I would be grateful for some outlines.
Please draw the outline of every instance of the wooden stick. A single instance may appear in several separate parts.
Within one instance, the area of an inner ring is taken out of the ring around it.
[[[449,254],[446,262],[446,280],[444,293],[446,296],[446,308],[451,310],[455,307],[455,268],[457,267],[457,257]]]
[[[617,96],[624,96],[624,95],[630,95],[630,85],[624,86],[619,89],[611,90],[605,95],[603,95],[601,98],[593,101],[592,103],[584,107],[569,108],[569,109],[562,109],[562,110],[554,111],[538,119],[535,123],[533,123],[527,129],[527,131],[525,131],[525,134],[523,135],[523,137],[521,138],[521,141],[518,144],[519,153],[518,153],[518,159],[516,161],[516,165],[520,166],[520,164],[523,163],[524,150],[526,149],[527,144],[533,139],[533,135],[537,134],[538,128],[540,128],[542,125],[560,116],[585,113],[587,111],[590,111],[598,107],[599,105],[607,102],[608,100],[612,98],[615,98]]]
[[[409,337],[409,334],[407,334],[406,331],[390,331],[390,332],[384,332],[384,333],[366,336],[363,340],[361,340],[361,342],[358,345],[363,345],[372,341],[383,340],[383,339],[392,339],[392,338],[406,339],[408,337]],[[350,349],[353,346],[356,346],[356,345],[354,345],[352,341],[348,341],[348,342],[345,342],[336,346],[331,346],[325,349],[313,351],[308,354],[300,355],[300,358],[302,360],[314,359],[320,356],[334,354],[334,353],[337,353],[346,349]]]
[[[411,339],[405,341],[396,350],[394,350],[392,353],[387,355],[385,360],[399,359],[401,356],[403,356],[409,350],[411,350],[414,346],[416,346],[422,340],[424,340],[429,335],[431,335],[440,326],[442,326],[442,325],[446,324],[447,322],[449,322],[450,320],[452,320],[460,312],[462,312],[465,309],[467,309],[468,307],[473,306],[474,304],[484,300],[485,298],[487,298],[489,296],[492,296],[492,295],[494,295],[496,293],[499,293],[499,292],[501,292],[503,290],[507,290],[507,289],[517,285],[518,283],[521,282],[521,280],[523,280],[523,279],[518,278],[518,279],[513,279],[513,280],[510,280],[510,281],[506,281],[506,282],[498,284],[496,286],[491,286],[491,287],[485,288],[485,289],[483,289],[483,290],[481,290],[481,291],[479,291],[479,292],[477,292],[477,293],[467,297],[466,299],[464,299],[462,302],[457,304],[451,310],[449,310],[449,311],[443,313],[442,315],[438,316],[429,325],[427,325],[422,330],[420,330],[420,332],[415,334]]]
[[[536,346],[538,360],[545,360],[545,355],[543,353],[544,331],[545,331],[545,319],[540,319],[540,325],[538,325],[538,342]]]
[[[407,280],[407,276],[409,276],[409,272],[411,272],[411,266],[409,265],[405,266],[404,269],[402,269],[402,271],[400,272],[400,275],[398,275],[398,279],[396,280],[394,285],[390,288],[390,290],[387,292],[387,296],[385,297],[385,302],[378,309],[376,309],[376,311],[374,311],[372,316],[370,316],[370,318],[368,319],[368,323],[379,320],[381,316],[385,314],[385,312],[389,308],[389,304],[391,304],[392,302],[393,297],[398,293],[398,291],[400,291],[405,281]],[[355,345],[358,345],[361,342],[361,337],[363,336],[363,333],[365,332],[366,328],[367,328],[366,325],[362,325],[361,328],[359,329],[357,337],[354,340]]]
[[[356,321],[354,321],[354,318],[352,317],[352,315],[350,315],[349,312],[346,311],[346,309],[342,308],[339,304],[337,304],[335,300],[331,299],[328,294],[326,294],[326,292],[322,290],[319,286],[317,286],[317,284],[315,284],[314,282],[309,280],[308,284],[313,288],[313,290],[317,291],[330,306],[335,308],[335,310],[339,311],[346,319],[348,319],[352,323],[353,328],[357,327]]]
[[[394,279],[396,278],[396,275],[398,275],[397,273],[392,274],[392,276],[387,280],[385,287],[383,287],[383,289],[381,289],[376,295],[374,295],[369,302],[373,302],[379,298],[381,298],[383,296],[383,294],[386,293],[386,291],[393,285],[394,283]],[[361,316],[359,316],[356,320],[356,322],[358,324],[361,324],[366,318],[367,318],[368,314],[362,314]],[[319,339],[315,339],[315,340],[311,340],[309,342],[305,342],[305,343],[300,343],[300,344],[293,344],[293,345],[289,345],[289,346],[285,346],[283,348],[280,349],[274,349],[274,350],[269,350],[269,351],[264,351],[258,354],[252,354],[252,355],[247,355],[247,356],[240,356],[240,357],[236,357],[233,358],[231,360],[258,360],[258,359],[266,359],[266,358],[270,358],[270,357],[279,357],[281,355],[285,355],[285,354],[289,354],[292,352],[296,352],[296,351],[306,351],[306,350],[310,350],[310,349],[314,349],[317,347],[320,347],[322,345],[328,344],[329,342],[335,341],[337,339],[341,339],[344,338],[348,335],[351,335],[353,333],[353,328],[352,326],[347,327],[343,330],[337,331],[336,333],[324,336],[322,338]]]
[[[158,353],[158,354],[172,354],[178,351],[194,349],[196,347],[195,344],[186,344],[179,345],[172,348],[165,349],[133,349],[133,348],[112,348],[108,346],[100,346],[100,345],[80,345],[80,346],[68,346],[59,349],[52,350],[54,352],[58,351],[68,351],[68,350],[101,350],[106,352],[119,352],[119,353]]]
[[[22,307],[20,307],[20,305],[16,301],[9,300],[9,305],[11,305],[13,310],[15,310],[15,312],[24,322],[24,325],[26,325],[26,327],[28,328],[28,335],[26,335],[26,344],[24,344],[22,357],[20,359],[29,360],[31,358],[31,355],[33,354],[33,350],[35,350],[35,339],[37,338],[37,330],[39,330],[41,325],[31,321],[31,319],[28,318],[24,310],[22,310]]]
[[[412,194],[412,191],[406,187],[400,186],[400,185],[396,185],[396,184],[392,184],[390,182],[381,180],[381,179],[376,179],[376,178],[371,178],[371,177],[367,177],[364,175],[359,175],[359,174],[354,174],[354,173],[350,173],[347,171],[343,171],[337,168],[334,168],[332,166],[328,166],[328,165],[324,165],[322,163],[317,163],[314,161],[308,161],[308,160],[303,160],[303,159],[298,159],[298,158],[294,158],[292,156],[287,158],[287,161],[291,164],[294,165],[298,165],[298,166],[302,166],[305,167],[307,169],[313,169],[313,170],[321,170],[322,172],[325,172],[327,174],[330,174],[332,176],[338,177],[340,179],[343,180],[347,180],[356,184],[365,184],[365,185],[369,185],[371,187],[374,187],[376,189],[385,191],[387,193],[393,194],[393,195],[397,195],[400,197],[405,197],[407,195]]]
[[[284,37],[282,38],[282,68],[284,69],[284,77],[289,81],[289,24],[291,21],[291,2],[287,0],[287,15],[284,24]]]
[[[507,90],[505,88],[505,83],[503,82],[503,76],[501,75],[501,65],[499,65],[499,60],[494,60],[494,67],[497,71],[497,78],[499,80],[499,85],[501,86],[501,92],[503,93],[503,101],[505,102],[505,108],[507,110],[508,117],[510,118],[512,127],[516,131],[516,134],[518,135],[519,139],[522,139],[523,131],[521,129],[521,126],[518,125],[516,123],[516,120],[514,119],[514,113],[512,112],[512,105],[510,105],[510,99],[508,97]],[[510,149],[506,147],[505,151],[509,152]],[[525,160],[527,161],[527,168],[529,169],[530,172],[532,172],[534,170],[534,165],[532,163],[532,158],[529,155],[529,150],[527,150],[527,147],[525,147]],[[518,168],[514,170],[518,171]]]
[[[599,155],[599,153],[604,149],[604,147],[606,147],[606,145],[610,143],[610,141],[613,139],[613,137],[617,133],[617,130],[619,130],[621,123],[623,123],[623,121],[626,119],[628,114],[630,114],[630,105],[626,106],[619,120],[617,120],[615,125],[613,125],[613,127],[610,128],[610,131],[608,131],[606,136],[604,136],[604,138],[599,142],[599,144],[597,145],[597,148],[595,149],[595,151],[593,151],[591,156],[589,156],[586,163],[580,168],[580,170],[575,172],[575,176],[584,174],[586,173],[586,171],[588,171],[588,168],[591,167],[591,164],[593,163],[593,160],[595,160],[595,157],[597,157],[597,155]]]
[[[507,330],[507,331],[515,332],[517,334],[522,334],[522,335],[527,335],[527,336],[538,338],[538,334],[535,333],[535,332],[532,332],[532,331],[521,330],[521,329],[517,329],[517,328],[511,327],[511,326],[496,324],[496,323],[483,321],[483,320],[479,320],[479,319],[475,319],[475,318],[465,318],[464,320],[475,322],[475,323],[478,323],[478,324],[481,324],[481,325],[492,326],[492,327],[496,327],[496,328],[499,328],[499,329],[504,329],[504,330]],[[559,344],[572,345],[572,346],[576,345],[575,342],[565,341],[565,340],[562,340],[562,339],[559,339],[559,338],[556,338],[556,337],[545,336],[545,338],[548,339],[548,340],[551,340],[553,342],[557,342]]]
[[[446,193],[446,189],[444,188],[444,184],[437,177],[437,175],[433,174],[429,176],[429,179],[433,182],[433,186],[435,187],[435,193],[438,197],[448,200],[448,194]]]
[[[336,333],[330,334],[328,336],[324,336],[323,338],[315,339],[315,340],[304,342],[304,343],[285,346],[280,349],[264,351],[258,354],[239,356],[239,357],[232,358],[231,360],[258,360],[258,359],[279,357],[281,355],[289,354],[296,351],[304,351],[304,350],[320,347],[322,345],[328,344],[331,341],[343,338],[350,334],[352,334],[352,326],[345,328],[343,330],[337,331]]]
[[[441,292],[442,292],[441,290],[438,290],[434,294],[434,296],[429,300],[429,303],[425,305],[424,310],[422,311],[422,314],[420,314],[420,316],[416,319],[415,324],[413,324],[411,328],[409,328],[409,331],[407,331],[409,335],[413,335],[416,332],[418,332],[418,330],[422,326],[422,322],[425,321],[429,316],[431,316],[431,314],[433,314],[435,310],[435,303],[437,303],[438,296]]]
══════════════════════════════
*WORK REQUEST:* Would you output, unchanged, each line from the start of the records to the line that holds "Please draw the", both included and nothing else?

*ANSWER BELOW:*
I would be grateful for some outlines.
Please draw the outline of every instance of the wooden stick. A single instance may appear in several separate parts.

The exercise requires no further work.